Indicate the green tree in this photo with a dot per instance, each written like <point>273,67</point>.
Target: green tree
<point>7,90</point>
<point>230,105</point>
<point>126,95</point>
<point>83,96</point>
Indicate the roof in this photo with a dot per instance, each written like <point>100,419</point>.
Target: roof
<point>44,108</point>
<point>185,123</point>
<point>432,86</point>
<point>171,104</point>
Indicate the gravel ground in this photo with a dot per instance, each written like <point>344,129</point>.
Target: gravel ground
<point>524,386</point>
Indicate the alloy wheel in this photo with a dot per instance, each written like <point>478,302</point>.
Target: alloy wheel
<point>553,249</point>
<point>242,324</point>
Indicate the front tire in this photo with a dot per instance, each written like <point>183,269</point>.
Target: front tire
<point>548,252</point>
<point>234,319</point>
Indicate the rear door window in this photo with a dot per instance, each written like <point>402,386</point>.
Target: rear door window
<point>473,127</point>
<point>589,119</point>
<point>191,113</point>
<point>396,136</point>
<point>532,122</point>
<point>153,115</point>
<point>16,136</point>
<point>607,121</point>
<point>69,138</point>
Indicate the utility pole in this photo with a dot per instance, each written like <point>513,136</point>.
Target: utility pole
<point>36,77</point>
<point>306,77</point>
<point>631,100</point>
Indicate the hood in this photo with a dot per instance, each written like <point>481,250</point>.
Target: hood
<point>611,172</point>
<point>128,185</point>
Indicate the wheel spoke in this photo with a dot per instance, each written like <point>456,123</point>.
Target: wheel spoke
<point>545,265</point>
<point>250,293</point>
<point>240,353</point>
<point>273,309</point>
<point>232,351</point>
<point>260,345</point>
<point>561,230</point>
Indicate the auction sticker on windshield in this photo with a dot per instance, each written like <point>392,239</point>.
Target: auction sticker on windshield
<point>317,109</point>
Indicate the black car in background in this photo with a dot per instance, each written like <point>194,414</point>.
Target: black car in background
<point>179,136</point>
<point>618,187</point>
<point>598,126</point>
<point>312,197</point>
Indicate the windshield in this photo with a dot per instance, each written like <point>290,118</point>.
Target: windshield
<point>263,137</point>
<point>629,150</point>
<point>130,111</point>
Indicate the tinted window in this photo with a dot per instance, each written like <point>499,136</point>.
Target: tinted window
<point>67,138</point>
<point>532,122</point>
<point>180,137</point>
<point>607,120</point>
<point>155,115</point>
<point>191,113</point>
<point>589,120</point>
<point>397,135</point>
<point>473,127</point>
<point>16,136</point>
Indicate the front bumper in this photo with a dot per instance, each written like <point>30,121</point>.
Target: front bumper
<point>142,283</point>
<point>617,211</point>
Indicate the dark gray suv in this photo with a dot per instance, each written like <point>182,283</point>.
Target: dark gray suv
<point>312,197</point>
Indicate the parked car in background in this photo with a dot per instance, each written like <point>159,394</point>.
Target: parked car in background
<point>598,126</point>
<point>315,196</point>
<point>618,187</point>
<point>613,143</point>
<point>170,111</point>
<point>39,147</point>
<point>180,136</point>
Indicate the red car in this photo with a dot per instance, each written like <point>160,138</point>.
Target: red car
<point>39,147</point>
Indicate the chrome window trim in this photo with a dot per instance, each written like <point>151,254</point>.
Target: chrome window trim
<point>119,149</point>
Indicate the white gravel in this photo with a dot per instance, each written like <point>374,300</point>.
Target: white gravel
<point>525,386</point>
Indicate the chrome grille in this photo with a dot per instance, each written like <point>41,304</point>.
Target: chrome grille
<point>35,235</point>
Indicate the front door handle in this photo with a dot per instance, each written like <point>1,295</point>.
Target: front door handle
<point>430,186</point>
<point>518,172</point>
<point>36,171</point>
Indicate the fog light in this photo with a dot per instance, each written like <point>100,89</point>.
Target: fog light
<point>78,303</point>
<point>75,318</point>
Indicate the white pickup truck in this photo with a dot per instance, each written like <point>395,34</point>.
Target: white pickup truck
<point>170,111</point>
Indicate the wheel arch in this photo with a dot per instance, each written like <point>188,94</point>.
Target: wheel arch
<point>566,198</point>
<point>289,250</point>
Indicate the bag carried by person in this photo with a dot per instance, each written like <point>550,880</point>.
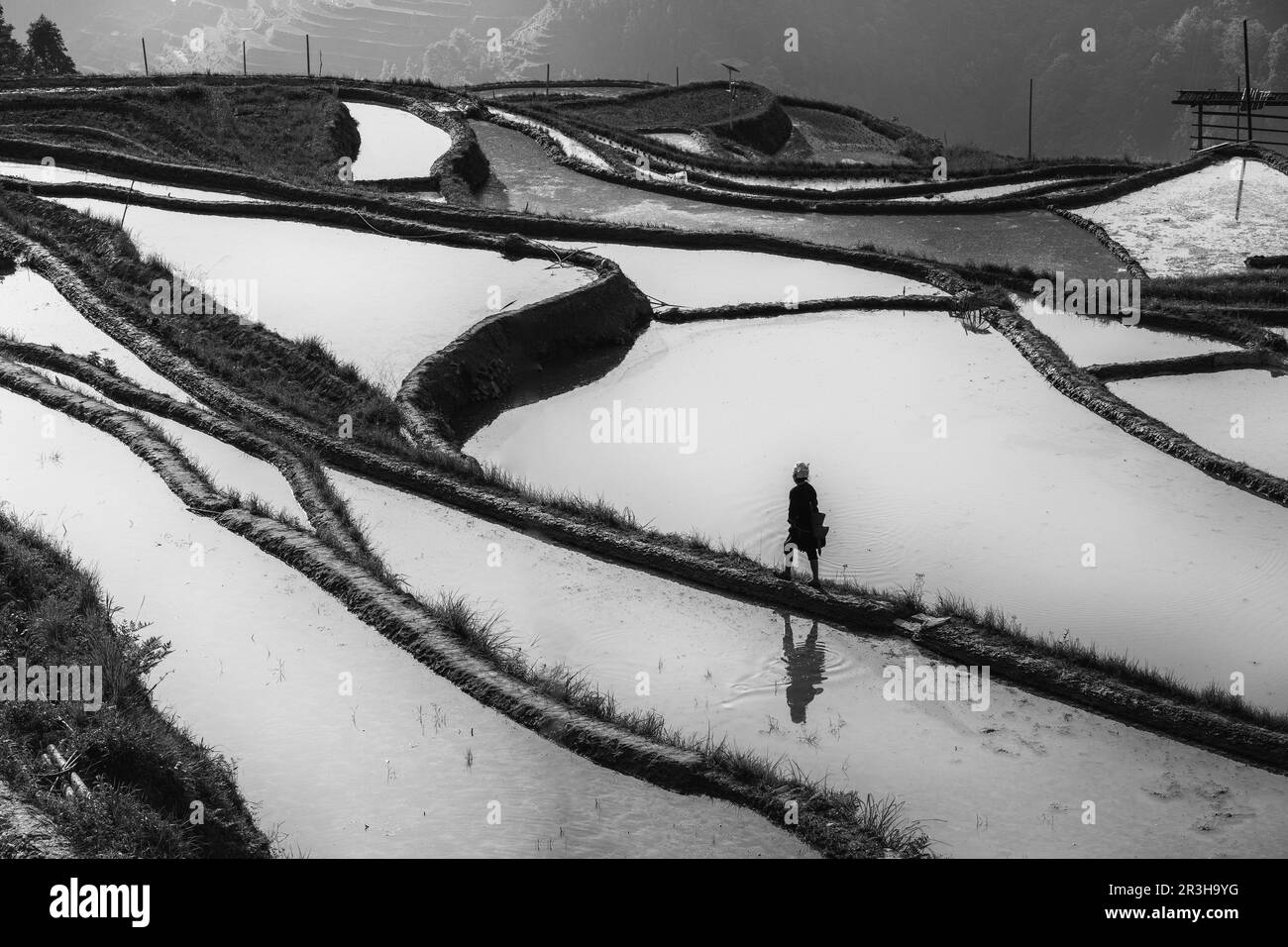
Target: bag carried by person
<point>819,530</point>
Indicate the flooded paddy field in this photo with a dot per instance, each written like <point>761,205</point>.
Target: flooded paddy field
<point>960,466</point>
<point>696,278</point>
<point>33,311</point>
<point>394,144</point>
<point>399,764</point>
<point>944,459</point>
<point>526,179</point>
<point>318,281</point>
<point>1102,341</point>
<point>53,174</point>
<point>1006,780</point>
<point>1240,414</point>
<point>1203,222</point>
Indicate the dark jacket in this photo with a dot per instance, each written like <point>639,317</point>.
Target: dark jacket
<point>802,506</point>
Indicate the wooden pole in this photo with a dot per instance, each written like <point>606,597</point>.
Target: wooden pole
<point>1247,77</point>
<point>1030,119</point>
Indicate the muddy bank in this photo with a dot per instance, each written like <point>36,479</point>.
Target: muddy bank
<point>458,486</point>
<point>825,819</point>
<point>1189,365</point>
<point>747,311</point>
<point>460,170</point>
<point>1085,388</point>
<point>717,191</point>
<point>510,350</point>
<point>1106,240</point>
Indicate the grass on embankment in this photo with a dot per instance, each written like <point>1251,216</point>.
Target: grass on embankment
<point>880,818</point>
<point>304,379</point>
<point>288,133</point>
<point>145,772</point>
<point>1253,287</point>
<point>1125,668</point>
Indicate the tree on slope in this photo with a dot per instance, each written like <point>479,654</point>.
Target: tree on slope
<point>11,51</point>
<point>47,53</point>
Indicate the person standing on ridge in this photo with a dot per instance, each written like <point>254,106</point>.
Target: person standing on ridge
<point>802,517</point>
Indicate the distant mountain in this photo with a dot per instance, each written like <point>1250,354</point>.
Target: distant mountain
<point>957,67</point>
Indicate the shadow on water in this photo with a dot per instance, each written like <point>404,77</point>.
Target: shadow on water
<point>805,665</point>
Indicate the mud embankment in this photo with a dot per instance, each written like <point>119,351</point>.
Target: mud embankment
<point>825,819</point>
<point>1189,365</point>
<point>509,351</point>
<point>750,311</point>
<point>455,483</point>
<point>1103,237</point>
<point>1083,386</point>
<point>462,170</point>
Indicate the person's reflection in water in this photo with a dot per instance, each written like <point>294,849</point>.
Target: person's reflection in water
<point>805,665</point>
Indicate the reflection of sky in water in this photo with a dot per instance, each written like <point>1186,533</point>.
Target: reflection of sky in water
<point>997,510</point>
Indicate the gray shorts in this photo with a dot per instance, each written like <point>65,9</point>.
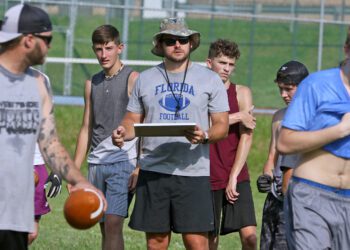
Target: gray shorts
<point>112,180</point>
<point>165,203</point>
<point>317,216</point>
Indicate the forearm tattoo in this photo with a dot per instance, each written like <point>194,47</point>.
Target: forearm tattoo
<point>53,151</point>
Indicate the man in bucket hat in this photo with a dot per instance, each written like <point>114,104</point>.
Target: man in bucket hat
<point>173,189</point>
<point>26,113</point>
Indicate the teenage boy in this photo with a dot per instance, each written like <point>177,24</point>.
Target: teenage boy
<point>110,168</point>
<point>278,168</point>
<point>173,190</point>
<point>233,200</point>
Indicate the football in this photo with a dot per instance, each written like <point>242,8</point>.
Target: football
<point>36,178</point>
<point>83,208</point>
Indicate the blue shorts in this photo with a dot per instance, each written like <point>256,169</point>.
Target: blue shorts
<point>112,180</point>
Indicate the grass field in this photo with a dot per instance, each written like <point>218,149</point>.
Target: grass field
<point>56,234</point>
<point>264,46</point>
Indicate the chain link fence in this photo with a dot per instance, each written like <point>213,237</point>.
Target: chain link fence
<point>268,32</point>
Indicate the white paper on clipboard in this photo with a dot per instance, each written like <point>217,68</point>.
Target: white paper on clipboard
<point>162,129</point>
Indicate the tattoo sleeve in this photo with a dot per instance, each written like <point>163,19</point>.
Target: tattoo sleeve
<point>53,151</point>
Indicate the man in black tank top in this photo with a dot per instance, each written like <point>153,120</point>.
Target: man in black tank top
<point>106,98</point>
<point>27,117</point>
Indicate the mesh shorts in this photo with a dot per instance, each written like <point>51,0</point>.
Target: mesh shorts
<point>167,203</point>
<point>317,216</point>
<point>234,216</point>
<point>112,180</point>
<point>40,202</point>
<point>273,233</point>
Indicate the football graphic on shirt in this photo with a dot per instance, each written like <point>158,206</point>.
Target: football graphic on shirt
<point>169,103</point>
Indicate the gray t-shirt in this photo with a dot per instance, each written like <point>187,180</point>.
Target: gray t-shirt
<point>202,93</point>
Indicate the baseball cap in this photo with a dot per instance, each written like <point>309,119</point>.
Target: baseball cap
<point>292,72</point>
<point>176,27</point>
<point>23,19</point>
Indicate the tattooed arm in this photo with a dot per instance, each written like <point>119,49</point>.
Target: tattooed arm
<point>55,155</point>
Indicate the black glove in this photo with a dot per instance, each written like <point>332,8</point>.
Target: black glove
<point>277,186</point>
<point>56,185</point>
<point>264,183</point>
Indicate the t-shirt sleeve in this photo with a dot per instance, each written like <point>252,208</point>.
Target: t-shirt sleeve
<point>135,100</point>
<point>218,101</point>
<point>302,109</point>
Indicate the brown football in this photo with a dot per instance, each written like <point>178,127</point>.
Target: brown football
<point>83,208</point>
<point>36,178</point>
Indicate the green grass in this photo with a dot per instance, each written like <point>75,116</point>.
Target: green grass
<point>56,234</point>
<point>264,46</point>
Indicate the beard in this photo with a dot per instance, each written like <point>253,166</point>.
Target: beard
<point>175,59</point>
<point>36,56</point>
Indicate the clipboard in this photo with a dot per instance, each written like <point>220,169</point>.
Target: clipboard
<point>162,129</point>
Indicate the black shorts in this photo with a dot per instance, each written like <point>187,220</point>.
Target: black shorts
<point>234,216</point>
<point>165,203</point>
<point>13,240</point>
<point>273,233</point>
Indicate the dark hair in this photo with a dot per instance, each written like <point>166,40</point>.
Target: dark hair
<point>104,34</point>
<point>223,47</point>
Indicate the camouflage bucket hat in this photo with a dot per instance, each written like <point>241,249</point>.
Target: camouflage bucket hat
<point>175,27</point>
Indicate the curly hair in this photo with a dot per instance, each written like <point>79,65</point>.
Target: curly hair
<point>224,47</point>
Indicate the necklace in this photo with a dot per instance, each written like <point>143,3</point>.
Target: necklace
<point>116,73</point>
<point>177,108</point>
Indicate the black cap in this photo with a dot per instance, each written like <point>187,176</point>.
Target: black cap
<point>23,19</point>
<point>292,72</point>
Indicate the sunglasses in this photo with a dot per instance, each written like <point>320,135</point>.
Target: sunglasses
<point>172,41</point>
<point>47,39</point>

• • •

TASK DESCRIPTION:
Could you restate, word for word, the lines above from the one with "Target: man in bucket hat" to the one with "Indicate the teenage", both included?

WRITTEN ANSWER:
Target: man in bucket hat
<point>173,189</point>
<point>26,113</point>
Indicate the teenage boy in this photo with a dot per instance, each written like <point>177,24</point>.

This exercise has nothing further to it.